(Aim of the exercise) Pick out each line below that contains the string "segment", and copy those lines.

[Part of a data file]
###
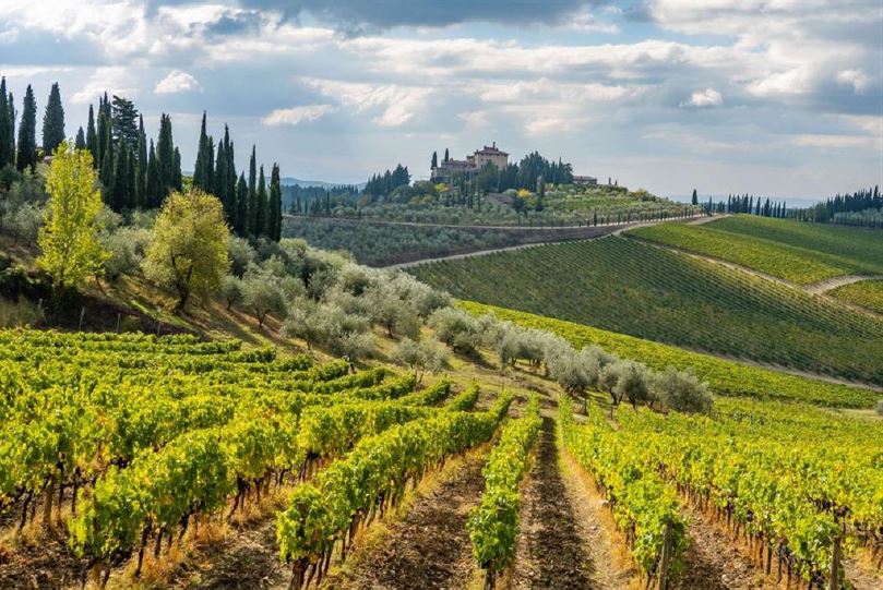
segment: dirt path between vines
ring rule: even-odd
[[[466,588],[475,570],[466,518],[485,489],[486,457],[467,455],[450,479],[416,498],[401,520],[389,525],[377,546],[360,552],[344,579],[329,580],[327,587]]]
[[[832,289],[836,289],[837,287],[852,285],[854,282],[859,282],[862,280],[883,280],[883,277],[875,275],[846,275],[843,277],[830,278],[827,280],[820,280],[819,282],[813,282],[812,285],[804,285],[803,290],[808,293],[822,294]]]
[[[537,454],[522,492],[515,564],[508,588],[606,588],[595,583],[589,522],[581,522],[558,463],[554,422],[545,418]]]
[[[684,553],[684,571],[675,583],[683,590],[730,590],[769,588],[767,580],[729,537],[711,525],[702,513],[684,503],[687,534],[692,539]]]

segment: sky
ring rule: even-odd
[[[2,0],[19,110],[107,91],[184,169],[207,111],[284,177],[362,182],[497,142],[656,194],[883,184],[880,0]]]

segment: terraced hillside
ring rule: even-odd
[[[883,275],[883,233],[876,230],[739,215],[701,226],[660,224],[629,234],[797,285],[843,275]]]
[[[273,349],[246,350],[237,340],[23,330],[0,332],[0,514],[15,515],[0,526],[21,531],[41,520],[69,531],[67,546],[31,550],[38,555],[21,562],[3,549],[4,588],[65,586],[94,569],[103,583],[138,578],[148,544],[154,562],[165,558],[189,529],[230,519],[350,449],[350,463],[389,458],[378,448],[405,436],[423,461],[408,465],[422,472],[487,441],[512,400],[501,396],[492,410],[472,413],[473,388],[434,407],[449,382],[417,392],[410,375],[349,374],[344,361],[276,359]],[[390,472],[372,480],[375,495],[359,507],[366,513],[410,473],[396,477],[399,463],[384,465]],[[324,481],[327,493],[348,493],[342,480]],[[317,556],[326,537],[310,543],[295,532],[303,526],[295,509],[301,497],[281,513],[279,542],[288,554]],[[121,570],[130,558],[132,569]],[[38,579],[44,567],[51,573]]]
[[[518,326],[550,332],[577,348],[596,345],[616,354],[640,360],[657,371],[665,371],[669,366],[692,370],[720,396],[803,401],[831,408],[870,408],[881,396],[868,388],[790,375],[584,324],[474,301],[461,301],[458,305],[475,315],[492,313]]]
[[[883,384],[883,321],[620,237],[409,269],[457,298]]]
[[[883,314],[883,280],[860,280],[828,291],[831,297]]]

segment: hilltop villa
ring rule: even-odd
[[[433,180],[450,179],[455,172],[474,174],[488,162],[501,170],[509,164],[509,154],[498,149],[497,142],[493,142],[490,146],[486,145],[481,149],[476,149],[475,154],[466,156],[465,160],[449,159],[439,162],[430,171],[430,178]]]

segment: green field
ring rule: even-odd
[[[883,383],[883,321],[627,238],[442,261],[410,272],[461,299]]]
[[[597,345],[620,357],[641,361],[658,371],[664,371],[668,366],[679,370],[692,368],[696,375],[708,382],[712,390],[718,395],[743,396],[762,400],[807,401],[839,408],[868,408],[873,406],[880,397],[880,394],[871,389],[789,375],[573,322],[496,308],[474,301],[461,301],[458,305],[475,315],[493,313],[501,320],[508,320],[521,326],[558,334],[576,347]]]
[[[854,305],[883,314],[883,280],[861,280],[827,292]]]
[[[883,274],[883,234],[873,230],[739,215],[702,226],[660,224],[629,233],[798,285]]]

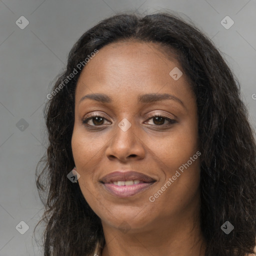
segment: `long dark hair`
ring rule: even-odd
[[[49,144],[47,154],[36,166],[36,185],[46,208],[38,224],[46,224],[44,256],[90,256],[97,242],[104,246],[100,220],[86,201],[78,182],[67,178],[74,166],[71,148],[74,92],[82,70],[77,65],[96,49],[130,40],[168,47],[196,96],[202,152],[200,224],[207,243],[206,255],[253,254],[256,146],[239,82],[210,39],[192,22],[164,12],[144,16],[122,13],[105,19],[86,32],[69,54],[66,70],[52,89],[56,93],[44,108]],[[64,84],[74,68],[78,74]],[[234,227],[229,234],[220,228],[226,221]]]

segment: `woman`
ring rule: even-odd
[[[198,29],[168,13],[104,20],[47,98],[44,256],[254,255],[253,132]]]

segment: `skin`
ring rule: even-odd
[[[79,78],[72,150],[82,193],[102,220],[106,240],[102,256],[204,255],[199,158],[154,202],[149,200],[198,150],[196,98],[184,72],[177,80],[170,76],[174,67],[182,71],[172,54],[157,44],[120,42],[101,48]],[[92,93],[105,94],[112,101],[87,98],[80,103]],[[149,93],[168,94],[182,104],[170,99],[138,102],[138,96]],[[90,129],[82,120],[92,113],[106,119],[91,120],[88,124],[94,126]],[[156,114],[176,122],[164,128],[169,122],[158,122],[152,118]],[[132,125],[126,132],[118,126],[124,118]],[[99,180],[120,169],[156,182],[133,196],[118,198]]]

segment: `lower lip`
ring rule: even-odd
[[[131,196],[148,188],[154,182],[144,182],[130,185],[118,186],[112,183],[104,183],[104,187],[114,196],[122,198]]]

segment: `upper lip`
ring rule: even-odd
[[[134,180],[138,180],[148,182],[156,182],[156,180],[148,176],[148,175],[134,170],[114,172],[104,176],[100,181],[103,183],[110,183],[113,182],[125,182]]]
###
(Final result)
segment: dirt path between vines
segment: sky
segment: terraced hillside
segment: hilltop villa
segment: green field
segment: `long dark hair`
segment: `woman`
segment: `skin`
segment: `lower lip`
segment: `upper lip`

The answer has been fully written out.